Selected passage:
Live album by Diante do Trono
- Released: 2004
- Recorded: 10 July 2004
- Venue: Administrative Center of Bahia, Salvador, Bahia, Brazil
- Genre: Contemporary worship music
- Length: 73:40
- Label: Diante do Trono
- Producer: Diante do Trono

Diante do Trono Live Praise & Worship chronology
| Quero Me Apaixonar (2003) | Esperança (2004) | Ainda Existe Uma Cruz (2005) |

= Esperança (album) =

Esperança is the seventh Portuguese-language album in the live praise and worship series of contemporary worship music by Diante do Trono.

== About the project ==

In the pre-recording of the Esperança, the mining group released the Quero Me Apaixonar album, recorded at the Campo de Marte Airport, in São Paulo.

Aim a: List every album title named in the text about the Esperança album.

Available data:
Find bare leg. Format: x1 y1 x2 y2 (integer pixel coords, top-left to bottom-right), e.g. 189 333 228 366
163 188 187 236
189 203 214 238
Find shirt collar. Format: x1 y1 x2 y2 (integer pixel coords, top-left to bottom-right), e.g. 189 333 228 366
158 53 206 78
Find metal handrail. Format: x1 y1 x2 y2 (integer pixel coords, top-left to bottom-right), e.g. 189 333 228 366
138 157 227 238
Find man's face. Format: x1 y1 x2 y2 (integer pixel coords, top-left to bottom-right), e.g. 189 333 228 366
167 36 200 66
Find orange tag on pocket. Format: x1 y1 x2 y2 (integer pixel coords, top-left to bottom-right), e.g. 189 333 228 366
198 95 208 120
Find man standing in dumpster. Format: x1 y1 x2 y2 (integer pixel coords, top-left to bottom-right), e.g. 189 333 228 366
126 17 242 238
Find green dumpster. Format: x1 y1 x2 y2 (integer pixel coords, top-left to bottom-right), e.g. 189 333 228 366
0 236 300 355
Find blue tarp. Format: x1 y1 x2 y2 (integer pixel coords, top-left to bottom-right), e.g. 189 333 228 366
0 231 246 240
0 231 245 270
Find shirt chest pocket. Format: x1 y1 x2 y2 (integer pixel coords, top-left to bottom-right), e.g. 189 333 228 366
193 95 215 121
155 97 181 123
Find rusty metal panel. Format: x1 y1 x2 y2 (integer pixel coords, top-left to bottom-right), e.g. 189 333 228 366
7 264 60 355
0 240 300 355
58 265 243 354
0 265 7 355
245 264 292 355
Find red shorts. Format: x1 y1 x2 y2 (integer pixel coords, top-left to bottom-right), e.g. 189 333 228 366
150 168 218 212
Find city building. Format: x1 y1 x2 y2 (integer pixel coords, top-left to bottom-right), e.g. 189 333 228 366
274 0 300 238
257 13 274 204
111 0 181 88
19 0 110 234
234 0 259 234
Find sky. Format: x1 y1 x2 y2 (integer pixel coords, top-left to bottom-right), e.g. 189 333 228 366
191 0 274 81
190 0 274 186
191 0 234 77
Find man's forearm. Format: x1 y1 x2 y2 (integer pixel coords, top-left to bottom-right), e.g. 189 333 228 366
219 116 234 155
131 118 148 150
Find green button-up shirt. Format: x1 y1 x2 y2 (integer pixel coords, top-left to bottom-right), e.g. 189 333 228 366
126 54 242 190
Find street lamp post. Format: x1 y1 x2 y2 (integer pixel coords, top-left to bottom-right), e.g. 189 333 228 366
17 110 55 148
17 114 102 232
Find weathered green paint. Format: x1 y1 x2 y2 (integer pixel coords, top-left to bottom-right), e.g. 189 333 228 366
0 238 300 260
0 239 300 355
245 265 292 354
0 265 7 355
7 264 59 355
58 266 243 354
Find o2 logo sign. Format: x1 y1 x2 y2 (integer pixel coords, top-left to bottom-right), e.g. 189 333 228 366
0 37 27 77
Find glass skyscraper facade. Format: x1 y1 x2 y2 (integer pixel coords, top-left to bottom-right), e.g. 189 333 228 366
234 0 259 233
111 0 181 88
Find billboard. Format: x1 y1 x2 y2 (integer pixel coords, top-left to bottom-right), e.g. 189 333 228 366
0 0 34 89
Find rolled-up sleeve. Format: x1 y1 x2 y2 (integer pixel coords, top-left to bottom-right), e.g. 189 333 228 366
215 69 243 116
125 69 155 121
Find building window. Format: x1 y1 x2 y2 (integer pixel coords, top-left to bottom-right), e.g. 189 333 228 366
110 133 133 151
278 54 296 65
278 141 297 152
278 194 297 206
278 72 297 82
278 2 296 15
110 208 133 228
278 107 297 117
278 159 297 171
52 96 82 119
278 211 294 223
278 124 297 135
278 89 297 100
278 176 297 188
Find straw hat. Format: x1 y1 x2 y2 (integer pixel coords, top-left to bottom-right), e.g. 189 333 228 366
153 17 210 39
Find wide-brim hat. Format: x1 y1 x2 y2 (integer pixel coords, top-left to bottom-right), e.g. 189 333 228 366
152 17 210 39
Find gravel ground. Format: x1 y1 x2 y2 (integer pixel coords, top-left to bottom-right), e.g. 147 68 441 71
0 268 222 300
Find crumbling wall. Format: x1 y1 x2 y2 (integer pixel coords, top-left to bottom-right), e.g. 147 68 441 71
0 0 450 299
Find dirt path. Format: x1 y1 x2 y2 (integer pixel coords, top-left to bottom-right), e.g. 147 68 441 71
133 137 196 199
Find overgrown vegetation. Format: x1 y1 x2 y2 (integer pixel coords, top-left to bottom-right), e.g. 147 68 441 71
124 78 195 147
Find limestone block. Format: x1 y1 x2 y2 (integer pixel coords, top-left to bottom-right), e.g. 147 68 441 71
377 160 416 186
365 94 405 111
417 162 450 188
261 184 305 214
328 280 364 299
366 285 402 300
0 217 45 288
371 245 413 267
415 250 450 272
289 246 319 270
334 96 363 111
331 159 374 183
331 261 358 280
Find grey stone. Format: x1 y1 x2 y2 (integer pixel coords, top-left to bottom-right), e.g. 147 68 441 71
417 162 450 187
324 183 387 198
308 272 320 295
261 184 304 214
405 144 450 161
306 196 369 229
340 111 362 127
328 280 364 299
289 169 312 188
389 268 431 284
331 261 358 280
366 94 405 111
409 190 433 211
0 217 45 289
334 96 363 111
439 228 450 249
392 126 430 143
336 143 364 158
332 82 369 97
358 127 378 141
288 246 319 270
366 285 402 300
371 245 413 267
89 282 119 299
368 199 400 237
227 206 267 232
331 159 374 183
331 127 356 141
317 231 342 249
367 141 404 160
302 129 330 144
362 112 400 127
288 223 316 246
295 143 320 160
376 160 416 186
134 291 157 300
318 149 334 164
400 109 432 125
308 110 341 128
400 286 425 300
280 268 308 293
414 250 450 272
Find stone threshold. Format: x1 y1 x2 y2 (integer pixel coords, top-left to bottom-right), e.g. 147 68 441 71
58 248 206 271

Aim b: In the entries, copy out verbatim the lines starting at the line that contains "Find o2 logo" and ending after the line that contains "125 69 155 121".

Correct response a:
Quero Me Apaixonar
Esperança
Ainda Existe Uma Cruz

Correct response b:
Find o2 logo sign. Format: x1 y1 x2 y2 (integer pixel coords, top-left to bottom-right), e.g. 189 333 228 366
0 37 27 77
Find glass skyscraper facade. Format: x1 y1 x2 y2 (integer pixel coords, top-left to bottom-right), e.g. 189 333 228 366
234 0 259 233
111 0 181 88
Find billboard. Format: x1 y1 x2 y2 (integer pixel coords, top-left to bottom-right), e.g. 189 333 228 366
0 0 34 89
Find rolled-up sleeve. Format: x1 y1 x2 y2 (integer pixel coords, top-left to bottom-right), e.g. 189 333 228 366
215 69 243 116
125 69 155 121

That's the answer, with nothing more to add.